Task set
a. Which court heard the Pelton Steel Casting case shown below?
b. Please pick up the Pelton Steel Casting opinion below at the point it stops and continue it.

Document
>>>
Pelton Steel Casting Co. v. Commissioner of Internal Revenue

251 F.2d 278

58-1 USTC P 9179

PELTON STEEL CASTING CO., Petitioner,
v.
COMMISSIONER OF INTERNAL REVENUE, Respondent.

No. 12107.

United States Court of Appeals Seventh Circuit.

Jan. 7, 1958.

Malcolm K. Whyte, Richard L. Greene, John L. Palmer, Robert V. Abendroth, Milwaukee, Wis. Whyte, Hirschboeck, Minahan, Harding & Harland, Milwaukee, Wis., of counsel, for petitioner.

Charles K. Rice, Asst. Atty. Gen., Elmer J. Kelsey, Lee A. Jackson, Robert N. Anderson, Attorneys, Department of Justice, Washington, D.C., for respondent.

Before FINNEGAN, SCHNACKENBERG and PARKINSON, Circuit Judges.

FINNEGAN, Circuit Judge.
<<<
Extracted entries
>>>
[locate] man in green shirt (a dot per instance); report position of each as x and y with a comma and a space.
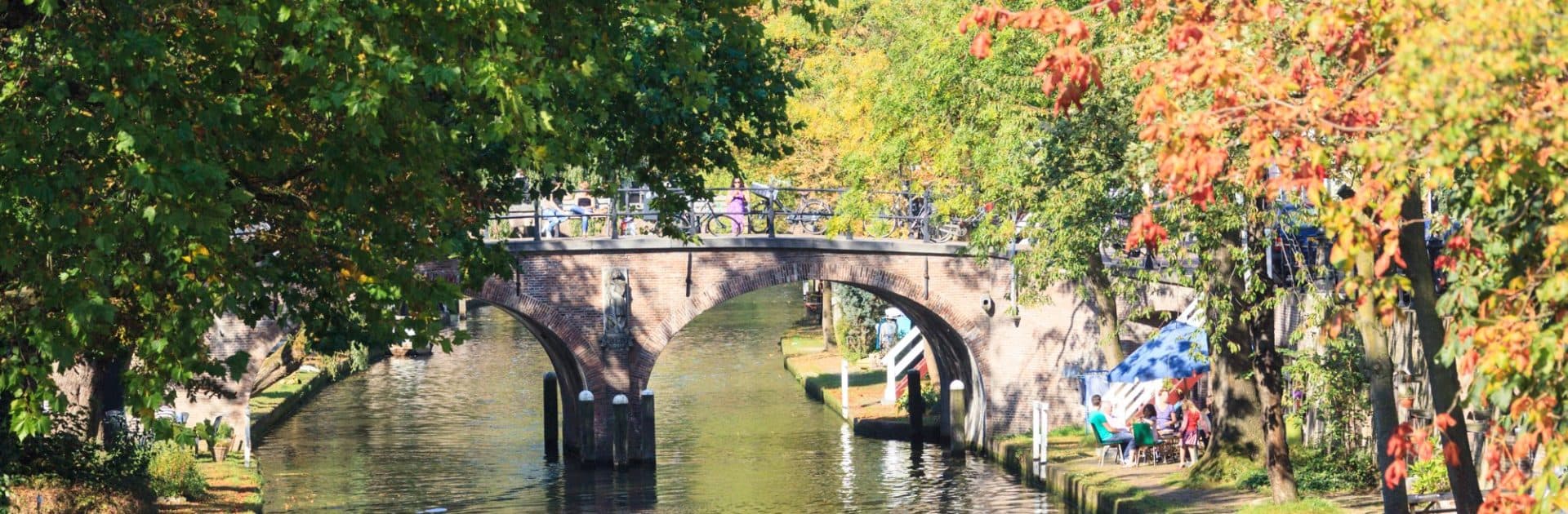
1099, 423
<<<
>>>
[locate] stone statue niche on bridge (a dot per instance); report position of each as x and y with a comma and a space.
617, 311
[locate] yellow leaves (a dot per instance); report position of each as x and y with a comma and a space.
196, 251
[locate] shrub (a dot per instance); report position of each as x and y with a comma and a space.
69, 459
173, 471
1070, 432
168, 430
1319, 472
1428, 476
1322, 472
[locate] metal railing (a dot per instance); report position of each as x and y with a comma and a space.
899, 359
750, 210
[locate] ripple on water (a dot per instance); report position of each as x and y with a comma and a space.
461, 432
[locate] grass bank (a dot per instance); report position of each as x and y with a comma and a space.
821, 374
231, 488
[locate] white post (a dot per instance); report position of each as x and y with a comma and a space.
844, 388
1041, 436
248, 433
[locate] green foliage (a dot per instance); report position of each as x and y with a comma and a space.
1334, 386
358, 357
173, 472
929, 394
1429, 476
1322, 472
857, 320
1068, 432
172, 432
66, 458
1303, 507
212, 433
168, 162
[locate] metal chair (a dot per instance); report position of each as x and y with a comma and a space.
<<<
Answers by task
a. The United States Court of Appeals, Seventh Circuit.

b.
1

Section 102(a) of the Internal Revenue Code of 1939, as amended, 55 Stat. 687, 26 U.S.C. 102 (1952 ed.) imposed a surtax on corporations improperly accumulating surplus. The respondent Commissioner decided that Pelton Steel Casting Co., petitioner, was availed of in 1946 for the purpose of preventing the imposition of such surtax upon its shareholders by accumulating the corporate earnings and profits instead of dividing or distributing them. That determination of the Commissioner covered fiscal years ending November 30, 1945 and November 30, 1946; penalty tax for 1945 was $12,214.22 and for 1946, $69,746.66. The Commissioner conceded there was no deficiency for the year 1945. We have before us for review the Tax Court's lengthy opinion, reported as Pelton Steel Casting Co. v. Commissioner of Internal Revenue, 1957, 28 T.C. 153, approving the 1946 penalty tax, and resting in considerable part on stipulated facts. Detailing of the operative facts is obviated by their presentation in the opinion issued by the Tax Court, and for that reason we merely describe the factual situation.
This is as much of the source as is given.